--- Task to carry out ---
Can you carry on the network training principle text from its last sentence?

--- Article ---
— BEGIN —

Network Training Principle
--------------------------

.. figure:: ./images/train_procession.png
   :alt: train_procession.png

The basic principle of network training is shown in the figure above.

The training process of the whole network consists of 5 modules:

-  dataset: for obtaining data, containing input of network and labels.
   MindSpore provides a basic `common dataset processing
   interface <https://www.mindspore.cn/docs/en/r2.3.1/api_python/mindspore.dataset.html>`__,
   and also supports constructing datasets by using python iterators.

-  network: network model implementation, typically encapsulated by
   using Cell. Declare the required modules and operators in init, and
   implement graph construction in construct.

-  loss: loss function. Used to measure the degree of difference between
   the predicted value and the true value. In deep learning, model
   training is the process of shrinking the loss function value by
   iterating continuously. Defining a good loss function can help the
   loss function value converge faster to achieve better precision.
   MindSpore provides many `common loss
   functions <https://www.mindspore.cn/docs/en/r2.3.1/api_python/mindspore.nn.html#loss-function>`__,
   but of course you can define and implement your own loss function.

-  Automatic gradient derivation: Generally, network and loss are
   encapsulated together as a forward network and the forward network is
   given to the automatic gradient derivation module for gradient
   calculation. MindSpore provides an automatic gradient derivation
   interface, which shields the user from a large number of derivation
   details and procedures and greatly reduces the threshold of
   framework. When you need to customize the gradient, MindSpore also
   provides
   `interface <https://www.mindspore.cn/tutorials/en/r2.3.1/advanced/modules/layer.html#custom-cell-reverse>`__
   to freely implement the gradient calculation.

— END —

--- Given data ---
— BEGIN —

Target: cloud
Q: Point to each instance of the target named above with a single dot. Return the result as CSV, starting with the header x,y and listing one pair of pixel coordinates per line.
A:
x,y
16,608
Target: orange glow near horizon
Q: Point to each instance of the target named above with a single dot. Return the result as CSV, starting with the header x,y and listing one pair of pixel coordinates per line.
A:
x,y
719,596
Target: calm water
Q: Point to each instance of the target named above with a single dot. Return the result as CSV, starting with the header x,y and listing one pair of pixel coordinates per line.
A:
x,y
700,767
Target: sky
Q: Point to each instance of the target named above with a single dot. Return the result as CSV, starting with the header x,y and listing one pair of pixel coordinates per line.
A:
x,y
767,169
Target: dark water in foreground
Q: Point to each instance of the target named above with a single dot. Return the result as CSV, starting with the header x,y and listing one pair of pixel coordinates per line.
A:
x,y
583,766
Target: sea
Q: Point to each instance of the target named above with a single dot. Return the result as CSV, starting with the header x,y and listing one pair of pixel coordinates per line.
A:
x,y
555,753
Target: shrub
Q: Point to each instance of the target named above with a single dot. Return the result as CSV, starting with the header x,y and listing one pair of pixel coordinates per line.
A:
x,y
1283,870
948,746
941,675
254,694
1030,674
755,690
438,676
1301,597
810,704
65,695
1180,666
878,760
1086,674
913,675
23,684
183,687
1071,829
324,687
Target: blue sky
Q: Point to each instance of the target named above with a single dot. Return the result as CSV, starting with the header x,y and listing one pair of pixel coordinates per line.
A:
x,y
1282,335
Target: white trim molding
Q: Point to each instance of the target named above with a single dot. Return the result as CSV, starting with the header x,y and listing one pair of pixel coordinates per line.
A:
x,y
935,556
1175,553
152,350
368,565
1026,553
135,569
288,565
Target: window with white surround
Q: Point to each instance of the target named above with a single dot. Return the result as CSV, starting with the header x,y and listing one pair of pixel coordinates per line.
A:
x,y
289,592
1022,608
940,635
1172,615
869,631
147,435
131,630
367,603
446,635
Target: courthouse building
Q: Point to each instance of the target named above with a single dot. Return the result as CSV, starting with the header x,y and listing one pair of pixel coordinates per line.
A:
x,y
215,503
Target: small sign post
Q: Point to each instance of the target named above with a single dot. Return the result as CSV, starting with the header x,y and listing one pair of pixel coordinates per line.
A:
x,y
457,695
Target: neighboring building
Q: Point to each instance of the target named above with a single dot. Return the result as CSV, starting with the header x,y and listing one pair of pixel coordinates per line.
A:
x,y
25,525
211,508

— END —

--- Task answer ---
-  Optimizer: used to calculate and update network parameters during
   model training. MindSpore provides a number of `general-purpose
   optimizers <https://www.mindspore.cn/docs/en/r2.3.1/api_python/mindspore.nn.html#optimizer>`__
   for users to choose, and also supports users to customize the
   optimizers.

Principles of Network Inference
-------------------------------

.. figure:: ./images/evaluation_procession.png
   :alt: evaluation_procession.png

The basic principles of network inference are shown in the figure above.

The inference process of the whole network consists of 3 modules:

-  dataset: used to obtain data, including the input of the network and
   labels. Since entire inference dataset needs to be inferred during
   inference process, batchsize is recommended to set to 1. If batchsize
   is not 1, note that when adding batch, add drop_remainder=False. In
   addition the inference process is a fixed process. Loading the same
   parameters every time has the same inference results, and the
   inference process should not have random data augmentation.

-  network: network model implementation, generally encapsulated by
   using Cell. The network structure during inference is generally the
   same as the network structure during training. It should be noted
   that Cell is tagged with set_train(False) for inference and
   set_train(True) for training, just like PyTorch model.eval() (model
   evaluation mode) and model.train() (model training mode).

-  metrics: When the training task is over, evaluation metrics (Metrics)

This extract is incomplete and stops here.